**WHAT IS REQUIRED:** Return the section of the Gopichandana passage that begins at the words "Krishna extols the" and ends after the words "in Urdhva Pundra.", copied character for character.

BEGIN EXCERPT TO READ

Krishna extols the Gopichandana (Sanskrit: गोपीचन्दन), also known as Vishnu-chandana, a type of clay and describes the symbol of Urdhva Pundra as well as its application. Chandana is clay mud described to originate from Vaikuntha, Vishnu's abode. The paste was washed off Krishna with milk by the gopis (the milk-maid) devotees and lovers of Krishna, on his body, and therefore states the text, it is called as Gopi-chandana. This yellowish coloured substance is regarded to grant salvation to the devotee.

The Urdhva Pundra symbol, asserts the text, should be created on the forehead with the Gopichandana. If clay is unavailable, a paste made from the roots of the sacred Tulasi plant or sandal may be used. The Smritimuktaphala by Vaidyanatha Dikshita (15th century) quotes the Vasudeva Upanishad about the Gopichandana usage in Urdhva Pundra.

END EXCERPT TO READ
BEGIN DATA FOR ANALYSIS

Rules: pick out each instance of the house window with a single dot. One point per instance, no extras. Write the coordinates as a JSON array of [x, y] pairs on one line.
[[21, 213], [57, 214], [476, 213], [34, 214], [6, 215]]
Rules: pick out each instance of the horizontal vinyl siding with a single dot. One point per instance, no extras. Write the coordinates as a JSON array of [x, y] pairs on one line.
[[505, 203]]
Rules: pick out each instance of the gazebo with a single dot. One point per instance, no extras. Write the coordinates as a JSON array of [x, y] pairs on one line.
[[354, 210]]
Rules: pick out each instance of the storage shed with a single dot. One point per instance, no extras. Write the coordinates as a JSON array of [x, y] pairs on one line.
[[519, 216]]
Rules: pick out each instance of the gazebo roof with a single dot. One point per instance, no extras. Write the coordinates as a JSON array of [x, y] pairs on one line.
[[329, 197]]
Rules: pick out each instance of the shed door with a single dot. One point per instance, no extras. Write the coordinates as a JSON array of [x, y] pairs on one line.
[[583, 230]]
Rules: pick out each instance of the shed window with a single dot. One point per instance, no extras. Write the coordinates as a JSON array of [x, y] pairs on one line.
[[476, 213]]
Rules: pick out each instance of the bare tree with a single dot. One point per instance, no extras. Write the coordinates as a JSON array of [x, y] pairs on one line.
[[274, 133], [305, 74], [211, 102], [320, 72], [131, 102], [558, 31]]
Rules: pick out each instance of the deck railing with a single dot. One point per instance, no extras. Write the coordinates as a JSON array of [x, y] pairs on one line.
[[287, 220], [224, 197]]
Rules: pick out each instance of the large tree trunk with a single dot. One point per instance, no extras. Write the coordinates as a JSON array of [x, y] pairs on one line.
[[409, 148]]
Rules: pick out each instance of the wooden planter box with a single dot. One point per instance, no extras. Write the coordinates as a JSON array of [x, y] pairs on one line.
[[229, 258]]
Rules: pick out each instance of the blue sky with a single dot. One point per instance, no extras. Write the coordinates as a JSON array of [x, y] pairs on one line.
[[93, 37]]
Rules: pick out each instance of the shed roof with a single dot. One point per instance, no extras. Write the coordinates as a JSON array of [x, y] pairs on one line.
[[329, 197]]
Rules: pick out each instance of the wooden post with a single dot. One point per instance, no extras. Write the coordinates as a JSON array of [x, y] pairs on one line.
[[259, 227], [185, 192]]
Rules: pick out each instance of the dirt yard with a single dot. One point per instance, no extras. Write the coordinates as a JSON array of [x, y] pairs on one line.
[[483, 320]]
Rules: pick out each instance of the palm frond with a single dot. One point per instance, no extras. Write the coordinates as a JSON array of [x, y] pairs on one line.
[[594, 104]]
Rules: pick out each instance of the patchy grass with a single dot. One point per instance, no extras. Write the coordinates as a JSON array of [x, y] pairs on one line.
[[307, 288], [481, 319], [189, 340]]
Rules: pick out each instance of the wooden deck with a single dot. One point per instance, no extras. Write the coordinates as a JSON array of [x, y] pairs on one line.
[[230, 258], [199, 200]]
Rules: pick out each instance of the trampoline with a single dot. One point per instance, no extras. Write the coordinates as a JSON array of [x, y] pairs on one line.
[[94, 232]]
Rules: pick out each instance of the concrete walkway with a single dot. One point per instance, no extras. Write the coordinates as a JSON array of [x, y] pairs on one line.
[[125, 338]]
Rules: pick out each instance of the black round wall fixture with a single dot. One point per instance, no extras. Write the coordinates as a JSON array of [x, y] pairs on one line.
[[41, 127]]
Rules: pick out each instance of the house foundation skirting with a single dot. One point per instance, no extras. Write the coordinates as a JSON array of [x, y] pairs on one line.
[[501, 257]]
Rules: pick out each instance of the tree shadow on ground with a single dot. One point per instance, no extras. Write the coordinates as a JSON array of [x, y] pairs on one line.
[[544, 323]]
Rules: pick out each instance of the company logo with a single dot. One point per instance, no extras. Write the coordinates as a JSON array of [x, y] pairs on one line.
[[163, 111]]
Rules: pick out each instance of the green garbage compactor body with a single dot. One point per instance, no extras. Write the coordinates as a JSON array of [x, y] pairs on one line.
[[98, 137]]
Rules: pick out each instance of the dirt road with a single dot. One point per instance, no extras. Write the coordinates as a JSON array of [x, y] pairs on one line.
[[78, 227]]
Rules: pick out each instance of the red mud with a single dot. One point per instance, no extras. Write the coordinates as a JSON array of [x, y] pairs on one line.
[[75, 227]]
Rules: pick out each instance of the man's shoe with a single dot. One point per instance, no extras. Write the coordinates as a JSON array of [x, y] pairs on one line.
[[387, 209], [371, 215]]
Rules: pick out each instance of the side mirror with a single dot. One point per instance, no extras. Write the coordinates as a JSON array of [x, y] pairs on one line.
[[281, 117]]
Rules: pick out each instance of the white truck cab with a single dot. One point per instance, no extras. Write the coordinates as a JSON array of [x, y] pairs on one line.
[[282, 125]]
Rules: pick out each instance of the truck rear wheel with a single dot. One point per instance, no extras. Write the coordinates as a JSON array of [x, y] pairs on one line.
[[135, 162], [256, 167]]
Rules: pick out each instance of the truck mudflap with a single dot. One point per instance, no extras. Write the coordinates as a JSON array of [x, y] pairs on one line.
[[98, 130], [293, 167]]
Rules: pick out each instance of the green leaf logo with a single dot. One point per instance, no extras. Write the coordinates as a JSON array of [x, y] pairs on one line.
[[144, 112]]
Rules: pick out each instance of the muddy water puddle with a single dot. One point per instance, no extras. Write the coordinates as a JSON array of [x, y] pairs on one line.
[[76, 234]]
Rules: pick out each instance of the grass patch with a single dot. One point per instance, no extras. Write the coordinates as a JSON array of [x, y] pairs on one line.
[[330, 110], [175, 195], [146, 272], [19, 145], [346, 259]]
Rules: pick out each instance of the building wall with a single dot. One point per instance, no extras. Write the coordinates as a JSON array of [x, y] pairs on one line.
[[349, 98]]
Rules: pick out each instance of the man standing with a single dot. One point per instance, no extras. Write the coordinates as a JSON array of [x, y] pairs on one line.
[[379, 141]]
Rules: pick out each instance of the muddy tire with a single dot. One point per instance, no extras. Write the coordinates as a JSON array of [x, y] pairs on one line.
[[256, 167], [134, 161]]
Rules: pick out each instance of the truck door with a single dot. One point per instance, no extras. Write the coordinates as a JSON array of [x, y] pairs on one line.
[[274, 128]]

END DATA FOR ANALYSIS

**SOLUTION:**
Krishna extols the Gopichandana (Sanskrit: गोपीचन्दन), also known as Vishnu-chandana, a type of clay and describes the symbol of Urdhva Pundra as well as its application. Chandana is clay mud described to originate from Vaikuntha, Vishnu's abode. The paste was washed off Krishna with milk by the gopis (the milk-maid) devotees and lovers of Krishna, on his body, and therefore states the text, it is called as Gopi-chandana. This yellowish coloured substance is regarded to grant salvation to the devotee.

The Urdhva Pundra symbol, asserts the text, should be created on the forehead with the Gopichandana. If clay is unavailable, a paste made from the roots of the sacred Tulasi plant or sandal may be used. The Smritimuktaphala by Vaidyanatha Dikshita (15th century) quotes the Vasudeva Upanishad about the Gopichandana usage in Urdhva Pundra.